◆ PROBLEM REQUIREMENTS ◆
Repeat the material below word for word, leaving every line unchanged.

Stored records:
::::::::

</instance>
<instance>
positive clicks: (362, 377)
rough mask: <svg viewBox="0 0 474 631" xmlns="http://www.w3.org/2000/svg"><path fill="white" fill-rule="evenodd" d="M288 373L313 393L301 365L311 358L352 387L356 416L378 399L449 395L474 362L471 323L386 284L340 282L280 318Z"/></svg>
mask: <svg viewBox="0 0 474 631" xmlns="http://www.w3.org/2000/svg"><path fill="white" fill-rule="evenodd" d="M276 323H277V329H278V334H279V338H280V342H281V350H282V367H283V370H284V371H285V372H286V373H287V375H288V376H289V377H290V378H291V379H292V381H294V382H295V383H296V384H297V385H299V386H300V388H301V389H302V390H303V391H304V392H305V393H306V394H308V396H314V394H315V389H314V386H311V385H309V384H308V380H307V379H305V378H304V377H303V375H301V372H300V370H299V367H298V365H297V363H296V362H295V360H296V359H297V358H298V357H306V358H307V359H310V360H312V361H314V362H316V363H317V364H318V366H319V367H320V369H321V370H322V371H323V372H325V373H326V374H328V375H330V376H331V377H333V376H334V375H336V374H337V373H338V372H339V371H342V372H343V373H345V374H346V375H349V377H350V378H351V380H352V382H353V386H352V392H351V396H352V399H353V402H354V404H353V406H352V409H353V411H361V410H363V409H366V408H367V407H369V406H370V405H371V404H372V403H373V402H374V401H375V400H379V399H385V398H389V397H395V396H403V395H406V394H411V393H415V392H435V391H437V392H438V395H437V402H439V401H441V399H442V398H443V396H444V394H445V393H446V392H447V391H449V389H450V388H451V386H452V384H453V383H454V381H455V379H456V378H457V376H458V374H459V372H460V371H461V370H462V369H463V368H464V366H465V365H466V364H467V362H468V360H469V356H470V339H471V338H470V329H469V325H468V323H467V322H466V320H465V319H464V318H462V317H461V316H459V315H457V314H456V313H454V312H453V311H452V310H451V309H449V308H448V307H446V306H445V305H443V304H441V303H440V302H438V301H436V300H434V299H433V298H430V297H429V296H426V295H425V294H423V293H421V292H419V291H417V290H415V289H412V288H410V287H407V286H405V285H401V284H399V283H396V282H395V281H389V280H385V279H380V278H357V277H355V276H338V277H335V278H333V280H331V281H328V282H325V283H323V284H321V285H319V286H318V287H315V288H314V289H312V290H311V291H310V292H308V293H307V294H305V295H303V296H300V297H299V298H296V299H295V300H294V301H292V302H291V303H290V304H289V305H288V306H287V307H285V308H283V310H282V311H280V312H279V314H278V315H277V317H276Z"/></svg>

::::::::

◆ ANSWER SECTION ◆
</instance>
<instance>
positive clicks: (362, 377)
rough mask: <svg viewBox="0 0 474 631" xmlns="http://www.w3.org/2000/svg"><path fill="white" fill-rule="evenodd" d="M288 373L313 393L301 365L311 358L352 387L356 416L378 399L449 395L474 362L471 323L386 284L340 282L280 318Z"/></svg>
mask: <svg viewBox="0 0 474 631" xmlns="http://www.w3.org/2000/svg"><path fill="white" fill-rule="evenodd" d="M276 323H277V329H278V334H279V338H280V342H281V350H282V367H283V370H284V371H285V372H286V373H287V375H288V376H289V377H290V378H291V379H292V381H294V382H295V383H296V384H297V385H299V386H300V388H301V389H302V390H303V391H304V392H305V393H306V394H308V396H314V394H315V389H314V386H311V385H309V384H308V380H307V379H305V378H304V377H303V375H301V372H300V370H299V367H298V365H297V363H296V362H295V360H296V359H297V358H298V357H306V358H307V359H310V360H312V361H314V362H316V363H317V364H318V366H319V367H320V369H321V370H322V371H323V372H325V373H326V374H328V375H330V376H331V377H333V376H334V375H336V374H337V373H338V372H339V371H342V372H343V373H345V374H346V375H349V377H350V378H351V380H352V382H353V386H352V392H351V396H352V399H353V402H354V404H353V406H352V409H353V411H361V410H363V409H366V408H367V407H369V406H370V405H371V404H372V403H373V402H374V401H375V400H379V399H385V398H389V397H395V396H403V395H406V394H411V393H415V392H435V391H437V392H438V395H437V402H439V401H441V399H442V398H443V396H444V394H445V393H446V392H447V391H449V389H450V388H451V386H452V384H453V383H454V381H455V379H456V378H457V376H458V374H459V372H460V371H461V370H462V369H463V368H464V366H465V365H466V364H467V362H468V360H469V356H470V339H471V338H470V329H469V325H468V323H467V322H466V320H465V319H464V318H462V317H461V316H459V315H457V314H456V313H454V312H453V311H452V310H451V309H449V308H448V307H446V306H445V305H443V304H441V303H440V302H438V301H436V300H434V299H433V298H430V297H429V296H426V295H425V294H423V293H421V292H419V291H417V290H415V289H412V288H410V287H407V286H405V285H401V284H399V283H396V282H395V281H389V280H385V279H380V278H357V277H355V276H338V277H335V278H333V280H331V281H328V282H325V283H323V284H321V285H319V286H318V287H315V288H314V289H312V290H311V291H310V292H308V293H307V294H305V295H303V296H300V297H299V298H296V299H295V300H294V301H292V302H291V303H290V304H289V305H288V306H287V307H285V308H283V310H282V311H280V312H279V314H278V315H277V317H276Z"/></svg>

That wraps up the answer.